> **Referring expression data**:
□ □ □ □ □ □ □
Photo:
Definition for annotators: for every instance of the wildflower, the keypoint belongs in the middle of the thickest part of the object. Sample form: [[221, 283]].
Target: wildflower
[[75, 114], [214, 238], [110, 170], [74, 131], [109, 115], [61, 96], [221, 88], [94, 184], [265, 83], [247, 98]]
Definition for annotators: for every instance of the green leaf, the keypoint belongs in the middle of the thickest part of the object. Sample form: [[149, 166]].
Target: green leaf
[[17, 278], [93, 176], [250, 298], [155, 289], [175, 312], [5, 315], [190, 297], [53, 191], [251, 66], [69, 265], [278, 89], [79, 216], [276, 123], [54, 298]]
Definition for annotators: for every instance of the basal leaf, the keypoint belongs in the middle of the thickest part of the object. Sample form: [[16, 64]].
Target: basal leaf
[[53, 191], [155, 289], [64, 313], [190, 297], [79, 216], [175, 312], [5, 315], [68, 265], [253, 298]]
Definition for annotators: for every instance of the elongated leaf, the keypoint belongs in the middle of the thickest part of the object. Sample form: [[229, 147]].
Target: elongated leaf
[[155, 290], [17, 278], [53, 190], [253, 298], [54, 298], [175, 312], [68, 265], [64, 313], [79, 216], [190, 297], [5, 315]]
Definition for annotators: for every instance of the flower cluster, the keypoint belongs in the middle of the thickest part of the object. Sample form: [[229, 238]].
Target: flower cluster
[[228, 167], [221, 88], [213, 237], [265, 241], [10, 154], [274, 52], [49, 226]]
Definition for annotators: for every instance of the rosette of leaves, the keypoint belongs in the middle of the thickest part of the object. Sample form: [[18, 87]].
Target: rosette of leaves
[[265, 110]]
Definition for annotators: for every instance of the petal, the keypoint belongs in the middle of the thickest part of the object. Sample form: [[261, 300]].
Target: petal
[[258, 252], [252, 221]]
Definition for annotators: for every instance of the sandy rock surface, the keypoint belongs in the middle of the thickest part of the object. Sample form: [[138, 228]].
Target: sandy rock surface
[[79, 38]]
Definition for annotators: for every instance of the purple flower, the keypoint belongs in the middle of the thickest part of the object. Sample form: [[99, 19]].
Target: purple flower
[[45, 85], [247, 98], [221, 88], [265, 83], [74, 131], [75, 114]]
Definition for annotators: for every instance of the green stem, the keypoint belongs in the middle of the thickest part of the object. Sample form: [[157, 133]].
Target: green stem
□ □ □ □ □ □ □
> **TO DO**: The full data, transcribed without change, is the expected answer.

> **EXERCISE SOLUTION**:
Photo:
Definition for annotators: for every instance of the wildflower, the keypoint belongs in the middle of the thickest part of the object. Sample form: [[221, 283]].
Target: wildflower
[[75, 114], [214, 238], [110, 170], [74, 131], [109, 115], [61, 96], [221, 88], [94, 184], [265, 83], [247, 98]]
Definition for annotators: for every instance of the green leaf, the keypoint belongs in the middle of the thickest part of the object. Sample form: [[149, 166]].
Target: green leaf
[[17, 278], [93, 176], [250, 298], [155, 289], [175, 312], [5, 315], [190, 297], [53, 191], [251, 66], [69, 265], [278, 89], [79, 216], [276, 123], [54, 298]]
Definition for annotators: for every instance of the basal leaf, the keypoint belongs in the middle of the thickest part of the object. Sample form: [[16, 64]].
Target: basal leaf
[[53, 191], [155, 289], [64, 313], [190, 297], [79, 216], [175, 312], [5, 315], [68, 265], [253, 298]]
Definition for annotators: for every instance of the elongated leaf, the keypoint belongs in the middle of the thickest part of the object. Sample form: [[229, 147]].
Target: elongated leaf
[[155, 290], [17, 278], [53, 190], [253, 298], [54, 298], [175, 312], [68, 265], [64, 313], [79, 216], [190, 297], [5, 315]]
Definition for annotators: for every instance of the flower cluster, the keypoint belongs in the middle of the thickest part of the object. Sample form: [[229, 238]].
Target: flower cluster
[[228, 167], [221, 88], [213, 237], [265, 241], [10, 154], [274, 52], [49, 226]]
Definition for annotators: for every instance of the rosette of leaves, the keypoint belongs in the middle of the thickest part of the object. Sample form: [[18, 87]].
Target: rosette of leaves
[[265, 110]]
Definition for annotators: for every instance of the petal, the keypoint belongs in the middle of the thickest part of the object. Sample form: [[261, 300]].
Target: petal
[[258, 252], [252, 221]]
Definition for annotators: for every instance of the sandy rock surface, the keypoint belongs in the middle of the thickest part of the object. Sample form: [[138, 228]].
Target: sandy rock surface
[[79, 38]]
Definition for annotators: for every instance of the purple flower, the keypoint belongs in the middle of the thickest part of the object. Sample form: [[99, 19]].
Target: purple flower
[[45, 85], [247, 98], [221, 88], [265, 83], [74, 131], [75, 114]]
Definition for annotators: for every instance of the green stem, the keypoint belongs in the middle of the thickest part of the object. Sample form: [[157, 133]].
Target: green stem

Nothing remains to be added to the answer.